(Entries from a pointing dataset)
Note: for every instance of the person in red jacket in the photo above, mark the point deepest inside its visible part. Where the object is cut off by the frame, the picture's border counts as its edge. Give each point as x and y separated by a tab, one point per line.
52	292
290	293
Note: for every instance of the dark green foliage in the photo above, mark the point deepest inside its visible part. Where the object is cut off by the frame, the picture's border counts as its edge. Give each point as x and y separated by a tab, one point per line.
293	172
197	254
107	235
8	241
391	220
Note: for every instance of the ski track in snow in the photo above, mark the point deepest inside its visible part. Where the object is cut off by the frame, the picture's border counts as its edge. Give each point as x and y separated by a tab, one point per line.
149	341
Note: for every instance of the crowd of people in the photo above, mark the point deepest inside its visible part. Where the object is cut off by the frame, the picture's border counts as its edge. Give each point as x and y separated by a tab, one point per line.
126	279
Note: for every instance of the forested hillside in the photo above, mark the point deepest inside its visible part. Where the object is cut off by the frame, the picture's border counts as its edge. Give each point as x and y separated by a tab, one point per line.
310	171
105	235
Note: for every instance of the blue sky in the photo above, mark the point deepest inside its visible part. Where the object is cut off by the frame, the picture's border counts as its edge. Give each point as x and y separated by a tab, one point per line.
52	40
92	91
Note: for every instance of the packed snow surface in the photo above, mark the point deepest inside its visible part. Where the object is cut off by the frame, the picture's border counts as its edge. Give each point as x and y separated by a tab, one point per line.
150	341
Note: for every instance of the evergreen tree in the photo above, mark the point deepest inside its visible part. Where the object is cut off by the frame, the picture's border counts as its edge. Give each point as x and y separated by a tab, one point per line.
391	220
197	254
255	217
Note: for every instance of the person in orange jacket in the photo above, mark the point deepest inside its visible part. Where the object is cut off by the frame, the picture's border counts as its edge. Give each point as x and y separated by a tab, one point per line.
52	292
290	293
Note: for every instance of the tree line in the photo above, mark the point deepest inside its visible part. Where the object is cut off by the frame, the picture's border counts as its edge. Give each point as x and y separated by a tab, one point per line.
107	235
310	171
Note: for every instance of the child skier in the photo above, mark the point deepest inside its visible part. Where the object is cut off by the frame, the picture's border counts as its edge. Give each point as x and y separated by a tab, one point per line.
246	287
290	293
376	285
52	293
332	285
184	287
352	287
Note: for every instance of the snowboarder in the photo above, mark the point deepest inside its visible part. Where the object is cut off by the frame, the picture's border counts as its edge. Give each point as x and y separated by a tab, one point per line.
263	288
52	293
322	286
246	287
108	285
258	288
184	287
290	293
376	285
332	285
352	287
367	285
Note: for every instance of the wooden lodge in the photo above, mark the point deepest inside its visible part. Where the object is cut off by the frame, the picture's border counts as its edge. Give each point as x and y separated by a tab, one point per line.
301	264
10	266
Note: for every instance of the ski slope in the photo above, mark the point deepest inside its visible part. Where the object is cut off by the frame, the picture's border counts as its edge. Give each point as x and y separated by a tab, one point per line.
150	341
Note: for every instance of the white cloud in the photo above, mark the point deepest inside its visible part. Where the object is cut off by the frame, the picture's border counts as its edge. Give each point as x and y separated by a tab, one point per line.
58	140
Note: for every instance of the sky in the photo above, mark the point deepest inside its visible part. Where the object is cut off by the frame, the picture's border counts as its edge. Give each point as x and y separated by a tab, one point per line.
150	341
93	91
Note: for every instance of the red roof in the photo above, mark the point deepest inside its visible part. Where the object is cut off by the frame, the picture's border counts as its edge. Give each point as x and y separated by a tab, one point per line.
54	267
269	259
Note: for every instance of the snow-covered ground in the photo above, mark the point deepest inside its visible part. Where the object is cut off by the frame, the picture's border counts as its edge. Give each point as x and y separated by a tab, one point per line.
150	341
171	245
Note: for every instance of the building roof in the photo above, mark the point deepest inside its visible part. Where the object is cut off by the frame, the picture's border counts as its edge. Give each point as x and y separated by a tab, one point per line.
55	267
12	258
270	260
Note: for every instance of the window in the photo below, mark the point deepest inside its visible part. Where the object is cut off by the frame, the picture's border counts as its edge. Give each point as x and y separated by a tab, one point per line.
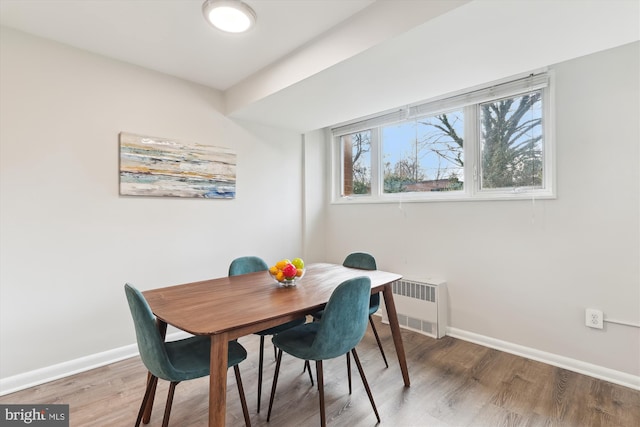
493	142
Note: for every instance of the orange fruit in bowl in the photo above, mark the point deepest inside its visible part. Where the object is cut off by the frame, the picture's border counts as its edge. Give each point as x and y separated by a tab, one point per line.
282	264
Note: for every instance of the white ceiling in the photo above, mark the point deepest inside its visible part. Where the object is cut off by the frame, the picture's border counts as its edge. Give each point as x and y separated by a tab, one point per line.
313	63
172	36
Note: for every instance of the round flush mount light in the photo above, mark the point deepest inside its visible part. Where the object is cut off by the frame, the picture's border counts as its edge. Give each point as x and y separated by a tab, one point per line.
232	16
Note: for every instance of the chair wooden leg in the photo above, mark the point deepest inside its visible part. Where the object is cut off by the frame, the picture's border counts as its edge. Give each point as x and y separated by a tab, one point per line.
349	371
243	401
146	416
151	385
364	381
307	366
260	364
375	333
275	381
323	419
167	408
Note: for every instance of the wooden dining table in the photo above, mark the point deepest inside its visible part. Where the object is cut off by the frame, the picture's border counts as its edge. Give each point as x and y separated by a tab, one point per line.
231	307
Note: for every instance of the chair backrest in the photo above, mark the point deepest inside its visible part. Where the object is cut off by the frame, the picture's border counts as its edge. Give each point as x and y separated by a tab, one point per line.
247	264
364	261
361	260
150	344
344	320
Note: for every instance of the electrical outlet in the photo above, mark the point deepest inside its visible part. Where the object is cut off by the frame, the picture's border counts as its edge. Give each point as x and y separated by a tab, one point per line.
594	318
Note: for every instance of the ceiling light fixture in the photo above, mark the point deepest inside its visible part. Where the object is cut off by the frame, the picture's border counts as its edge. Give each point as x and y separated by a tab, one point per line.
232	16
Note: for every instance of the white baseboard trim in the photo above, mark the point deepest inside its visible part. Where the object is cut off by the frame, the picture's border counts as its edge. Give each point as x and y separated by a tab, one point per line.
61	370
606	374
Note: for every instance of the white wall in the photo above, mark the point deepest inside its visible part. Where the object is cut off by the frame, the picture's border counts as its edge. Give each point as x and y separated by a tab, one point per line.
523	272
69	242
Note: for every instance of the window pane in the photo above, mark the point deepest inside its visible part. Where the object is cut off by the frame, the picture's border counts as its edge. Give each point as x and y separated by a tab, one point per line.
425	154
511	142
356	161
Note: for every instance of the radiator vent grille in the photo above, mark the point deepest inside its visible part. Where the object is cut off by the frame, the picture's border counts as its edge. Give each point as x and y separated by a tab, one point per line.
421	306
422	291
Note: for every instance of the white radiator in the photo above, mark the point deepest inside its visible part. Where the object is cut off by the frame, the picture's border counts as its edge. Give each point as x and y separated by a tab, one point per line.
421	306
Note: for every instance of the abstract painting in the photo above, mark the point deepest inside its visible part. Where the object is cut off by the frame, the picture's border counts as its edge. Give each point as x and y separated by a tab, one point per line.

**Written problem**
Transcribe the listing above verbatim. Omit the pictures.

**Written reply**
Note: for every instance of the person in red jacket in the photo above, mark the point deepest inside its visible part. Where the object is cut off by the frame, the picture's border counts as its edge. Give each point as x and y separated by a tab, one point per line.
52	292
290	293
Note: for every instance of the dark green foliage in the photo above, mark the point deepest inside its visible part. Where the object is cut off by the frame, the picture's border counts as its edge. Give each point as x and y separated by a tab, one point per line.
293	172
197	254
107	235
8	241
391	220
Note: for every instance of the ski track in snow in the photo above, mark the point deepest inside its visible part. Where the object is cut off by the frame, the picture's border counts as its edge. Give each point as x and y separated by a tab, one point per line.
149	341
Note: for every instance of the crowd of people in the photo above, mark the point deepest inside its visible part. Where the object is cut off by the frame, the picture's border counts as its edge. Give each point as x and y separated by a tab, one point per line.
126	279
Note: for every instance of the forested hillside in the photo above, mark the point deepest inside its visible part. Where the object is cut off by the frame, the picture's border counts as its edge. Give each point as x and y separated by a tab, one point per line.
310	171
105	235
Note: for every instance of the blue sky in the photo above, mark the point deepest inside its visible part. Where the object is cut off by the frame, the picture's border counts as its edge. Give each point as x and y separated by a tab, one point per line.
52	40
92	91
Note: for every instance of the packed snow surface in the photo above, mark the point deepest inside its visible part. Where the object is cut off by the frame, the picture's border counts as its edge. Give each point as x and y separated by a tab, one point per line.
150	341
Note: for every instance of the evergreen tree in the photo above, mark the point deepest inside its visible part. Where the object is cut off by the frame, the picture's border counts as its edge. Give each point as x and y separated by a tab, one point per line.
391	220
197	254
255	217
Note: for every instance of the person in orange jacket in the photo above, mark the point deepest inside its visible part. Where the object is cut off by the frame, the picture's border counts as its edge. Give each point as x and y separated by a tab, one point per line.
52	292
290	293
Note: for every instance of the tree line in the photo above, mark the point deepest inside its visible part. Where the object is cut off by the frame, the picture's border counts as its edge. Give each point as x and y separated by a tab, one point per line.
107	235
310	171
Note: for every instance of the child skier in the photo above, mark the point deepest inside its visible part. Where the object is cut off by the frame, the picture's border counts as its edge. Give each point as x and y separated by a tab, one point per line.
246	287
290	293
376	285
52	293
332	285
184	287
352	287
Note: for every instance of the snowboarder in the photo above, mark the point deepest inside its visible part. Where the object is cut off by the frame, the picture's border counts as its edge. Give each point as x and y separated by a tab, one point per line.
263	288
52	293
322	286
246	287
108	285
258	288
184	287
290	293
376	285
332	285
352	287
367	285
Note: for every instance of the wooden lodge in the photo above, mark the point deepest inside its visible part. Where the object is cut off by the frame, the picture's border counts as its edge. Give each point as x and y separated by a tab, one point per line.
301	264
10	266
Note: for every instance of the ski slope in the photo above, mark the point deepest inside its visible part. Where the object is cut off by the frame, the picture's border counts as its edge. Give each point as x and y separated by a tab, one point per line.
150	341
Note: for every instance of the white cloud in the photo above, mark the point deepest inside its visible part. Where the object is cut off by the frame, the picture's border counts as its edge. Give each point as x and y separated by a tab, one point per line.
58	140
Note: for every instance of the sky in the photo above, mark the point deepest inside its visible part. Where the object is cut off by the frame, the picture's border counts as its edge. Give each point as x and y separated by a tab, one point per line.
150	341
93	91
Note: for every instance of the red roof in the photo above, mark the point deepest inside its visible part. Where the object is cut off by the frame, the picture's border counts as its edge. Give each point as x and y separated by a tab, one point per line.
54	267
269	259
Note: for every instance of the snow-covered ground in the photo above, mark the point deepest inside its visible part. Where the object is cut off by the frame, the picture's border counts as its edge. Give each point as x and y separated by a tab, one point per line.
150	341
171	245
Note: for every instance of the building roof in the photo above, mark the point deepest inside its visible part. Where the object is cut off by the frame, the picture's border counts as its edge. Give each point as x and y separated by a tab, one point per line.
55	267
12	258
270	260
Note: for every instance of the window in the photo below, mark the point deepest inside its visible part. Where the object is cut off by the frame, the picture's border counts as its edge. Give each point as x and y separated by a tab, one point per line.
493	142
Note: for every instance of the orange fruit in bowl in the photo above, mark the point deepest inside its visible part. Where the object is cut off by the frame, the picture's border counts as its edge. Give each point as x and y separated by a tab, one point per line.
282	264
Note: for every instance of the white ceiling in the photo above, mark the point deepest inside its visible part. Where the object is cut off by the frame, the picture's border counts as its edge. Give each point as x and y separated by a tab, one point per line.
313	63
172	36
Note: for every instance of the round flush mount light in the photo above, mark the point deepest inside its visible part. Where the object is cut off by the frame, the picture's border counts as its edge. Give each point as x and y separated by a tab, one point per line.
232	16
Note: for every instance of the chair wooden leg in the photo above, mark the point deepest inside its visible part. Where the object is cut off by the frame, the picture's border counts as its edge. Give each point as x and y separated by a tab, one point per line.
349	371
243	401
146	416
151	385
364	381
307	366
260	364
375	333
275	381
323	419
167	408
Note: for every instance of the wooden dining table in the photo above, mark the point deepest inside its visible part. Where the object is cut off by the frame, the picture's border counts as its edge. Give each point as x and y separated by a tab, one point per line.
231	307
Note: for every instance of the chair backrest in the photo above, mark the point deepest inside its visible part. Where the object is cut off by the frame, the picture's border counts as its edge. Give each point as x and y separated by a tab, one point per line.
247	264
364	261
361	260
150	344
344	320
Note: for every instance of the electrical outlet in the photo above, mark the point deepest inside its visible part. Where the object is cut off by the frame, the picture's border counts as its edge. Give each point as x and y separated by a tab, one point per line.
594	318
Note: for every instance of the ceiling light fixture in the photo above, mark the point deepest inside its visible part. Where the object is cut off by the frame, the picture's border counts as its edge. Give each point as x and y separated by a tab, one point per line.
232	16
Note: for every instance of the white baseboard trim in the photo above, mark the point deepest inside its visible part. Where the object is cut off by the frame, the picture's border counts as its edge. Give each point as x and y separated by a tab, one point per line.
61	370
606	374
Note: for every instance of the white wall in the photo above, mark the point deepest inside its visible part. Where the object is cut off by the frame, the picture's border counts as its edge. Give each point as x and y separated by a tab, one point per line.
523	272
69	242
Note: for every instance of the window pane in the photo above, mark the point deepest inside its visible part. Where the object is cut off by the frame, the picture's border counts as its edge. Give each point as x and y separated by a tab, one point per line.
425	154
511	142
356	161
Note: for every instance of the radiator vent grille in the photo above, mark the point deepest inside its visible part. Where the object is cut off by the frame, the picture's border counts as its edge. Give each point as x and y separated by a tab, one point per line.
421	306
422	291
Note: for every instance of the white radiator in the photo above, mark the point deepest inside its visible part. Where the object is cut off by the frame, the picture's border counts as its edge. Give each point as x and y separated by a tab, one point per line.
421	306
Note: for every instance of the abstract painting in the photo above, mark the point deepest inside its visible part. Where the object is cut off by the frame, the picture's border counts as its edge. Give each point as x and y separated by a tab, one point per line.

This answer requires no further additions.